Excerpt —
One of the most basic things that one can do with an array is to have a pointer or a set of pointers that traverse the array in some fashion. The number of pointers to book-keep depends on the question at hand. Let’s look at few sample problems to understand this concept:
- Given an array nums compute the largest element.
To find the largest element, we have to at-least visit each element in the array. Thus we need a single pointer to traverse the array. We will reserve a constant memory space that holds the value of the largest element or at least the index of the position that holds the largest element.
def get_largest(nums: List[int]) -> int:
largest_num = float('-inf')
for num in nums:
largest_num = max(largest_num, num)
return -1 if largest_num == float('-inf') else largest_num
- Given an array nums and a target check if target exists in the array.
Since we are not given any extra information as to the structure of the array, e.g. sorted or not, we should write a solution for the generic case. Similar to the previous case, we need a pointer that scans through the array and at each step check for equality of the element with the target. This gives us $O(n)$ time complexity and $O(1)$ space complexity algorithm as follows:
def find_target(nums: List[int], target: int) -> bool:
for num in nums:
if num == target:
return True
return False
Here is a slightly complicated problem, where we have a single traversal pointer: given a linked list, reverse it.

Supplied entries —

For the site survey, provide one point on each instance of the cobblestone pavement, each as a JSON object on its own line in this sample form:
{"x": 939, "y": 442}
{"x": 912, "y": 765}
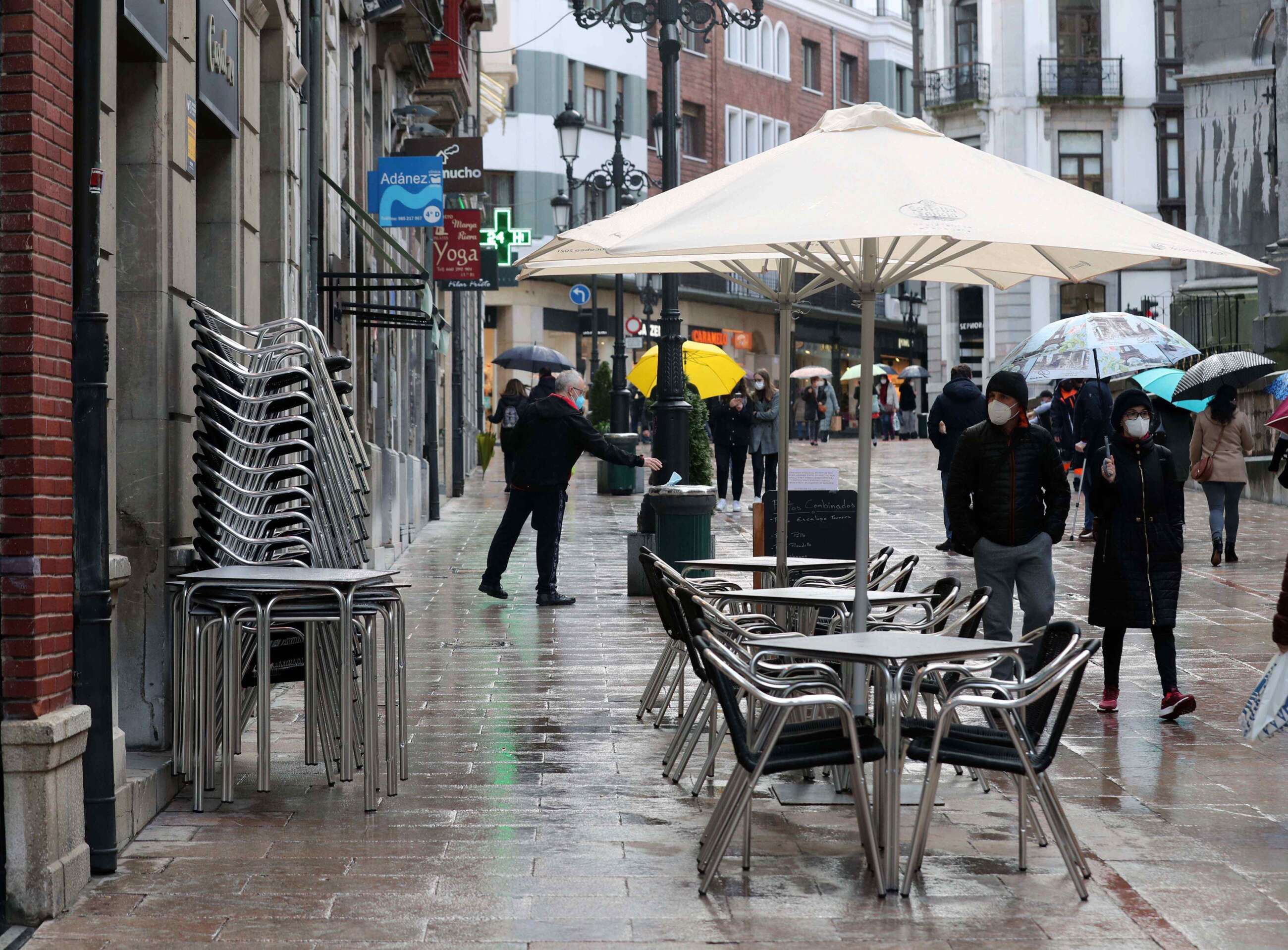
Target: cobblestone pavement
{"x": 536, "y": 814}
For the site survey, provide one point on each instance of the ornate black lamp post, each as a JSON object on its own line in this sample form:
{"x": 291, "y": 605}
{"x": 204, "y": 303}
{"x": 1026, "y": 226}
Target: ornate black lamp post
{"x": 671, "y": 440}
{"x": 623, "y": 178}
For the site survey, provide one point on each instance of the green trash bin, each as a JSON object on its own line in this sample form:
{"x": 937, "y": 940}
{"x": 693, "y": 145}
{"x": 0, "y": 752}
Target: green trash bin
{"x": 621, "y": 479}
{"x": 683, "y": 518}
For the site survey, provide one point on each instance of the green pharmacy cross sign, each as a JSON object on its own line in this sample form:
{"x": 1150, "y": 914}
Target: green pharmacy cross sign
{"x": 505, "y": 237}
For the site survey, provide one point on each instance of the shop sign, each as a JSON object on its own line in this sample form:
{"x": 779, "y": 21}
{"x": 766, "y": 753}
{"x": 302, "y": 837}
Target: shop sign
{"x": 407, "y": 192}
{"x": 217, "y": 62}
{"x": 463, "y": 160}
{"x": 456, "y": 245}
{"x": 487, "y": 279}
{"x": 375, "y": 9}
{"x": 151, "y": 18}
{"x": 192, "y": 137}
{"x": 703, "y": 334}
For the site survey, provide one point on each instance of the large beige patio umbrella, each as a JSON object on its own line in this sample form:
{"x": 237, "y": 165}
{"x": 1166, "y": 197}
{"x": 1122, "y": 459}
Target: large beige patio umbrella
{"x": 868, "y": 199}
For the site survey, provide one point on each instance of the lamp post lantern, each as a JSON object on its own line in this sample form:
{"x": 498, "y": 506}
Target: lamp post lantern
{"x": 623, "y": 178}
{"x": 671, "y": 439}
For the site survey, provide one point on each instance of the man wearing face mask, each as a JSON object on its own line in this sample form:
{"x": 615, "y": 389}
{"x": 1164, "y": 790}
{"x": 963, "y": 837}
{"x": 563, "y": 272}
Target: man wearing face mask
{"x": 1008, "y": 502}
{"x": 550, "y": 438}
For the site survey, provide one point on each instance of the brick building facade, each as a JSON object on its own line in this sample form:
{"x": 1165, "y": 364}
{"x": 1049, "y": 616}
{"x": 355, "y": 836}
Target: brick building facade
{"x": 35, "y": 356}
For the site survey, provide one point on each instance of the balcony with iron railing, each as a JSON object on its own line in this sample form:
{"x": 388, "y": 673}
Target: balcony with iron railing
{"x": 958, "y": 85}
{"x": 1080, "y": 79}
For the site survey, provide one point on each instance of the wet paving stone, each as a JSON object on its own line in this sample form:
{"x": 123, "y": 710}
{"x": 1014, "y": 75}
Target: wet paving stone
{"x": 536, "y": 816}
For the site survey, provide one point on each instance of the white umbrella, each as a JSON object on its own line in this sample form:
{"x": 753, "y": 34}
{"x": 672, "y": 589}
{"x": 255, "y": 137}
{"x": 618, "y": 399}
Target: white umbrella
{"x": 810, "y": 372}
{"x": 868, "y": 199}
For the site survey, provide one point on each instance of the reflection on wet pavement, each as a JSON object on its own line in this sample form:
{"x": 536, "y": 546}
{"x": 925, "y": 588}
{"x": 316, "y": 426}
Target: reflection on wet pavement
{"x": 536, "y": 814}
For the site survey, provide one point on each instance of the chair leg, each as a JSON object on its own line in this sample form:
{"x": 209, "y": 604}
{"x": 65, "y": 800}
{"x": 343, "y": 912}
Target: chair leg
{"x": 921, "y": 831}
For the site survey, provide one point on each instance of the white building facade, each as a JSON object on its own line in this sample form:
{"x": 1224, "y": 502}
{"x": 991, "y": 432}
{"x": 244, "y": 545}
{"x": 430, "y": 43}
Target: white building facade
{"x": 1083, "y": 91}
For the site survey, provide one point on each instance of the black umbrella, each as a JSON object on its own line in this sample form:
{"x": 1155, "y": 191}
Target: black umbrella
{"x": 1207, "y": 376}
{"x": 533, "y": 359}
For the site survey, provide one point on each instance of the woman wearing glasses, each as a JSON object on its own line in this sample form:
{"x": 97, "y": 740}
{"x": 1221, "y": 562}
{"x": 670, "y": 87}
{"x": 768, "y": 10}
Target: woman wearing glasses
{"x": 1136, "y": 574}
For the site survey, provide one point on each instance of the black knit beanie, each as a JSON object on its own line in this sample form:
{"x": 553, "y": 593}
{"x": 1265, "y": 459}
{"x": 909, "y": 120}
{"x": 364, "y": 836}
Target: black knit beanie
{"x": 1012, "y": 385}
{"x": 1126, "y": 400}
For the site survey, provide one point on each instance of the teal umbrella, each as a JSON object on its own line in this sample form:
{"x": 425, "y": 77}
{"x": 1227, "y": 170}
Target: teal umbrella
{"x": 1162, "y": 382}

Problem — Please reproduce the passage on traversing arrays with pointers, word for word from start to finish.

Answer to the problem —
One of the most basic things that one can do with an array is to have a pointer or a set of pointers that traverse the array in some fashion. The number of pointers to book-keep depends on the question at hand. Let’s look at few sample problems to understand this concept:
- Given an array nums compute the largest element.
To find the largest element, we have to at-least visit each element in the array. Thus we need a single pointer to traverse the array. We will reserve a constant memory space that holds the value of the largest element or at least the index of the position that holds the largest element.
def get_largest(nums: List[int]) -> int:
largest_num = float('-inf')
for num in nums:
largest_num = max(largest_num, num)
return -1 if largest_num == float('-inf') else largest_num
- Given an array nums and a target check if target exists in the array.
Since we are not given any extra information as to the structure of the array, e.g. sorted or not, we should write a solution for the generic case. Similar to the previous case, we need a pointer that scans through the array and at each step check for equality of the element with the target. This gives us $O(n)$ time complexity and $O(1)$ space complexity algorithm as follows:
def find_target(nums: List[int], target: int) -> bool:
for num in nums:
if num == target:
return True
return False
Here is a slightly complicated problem, where we have a single traversal pointer: given a linked list, reverse it.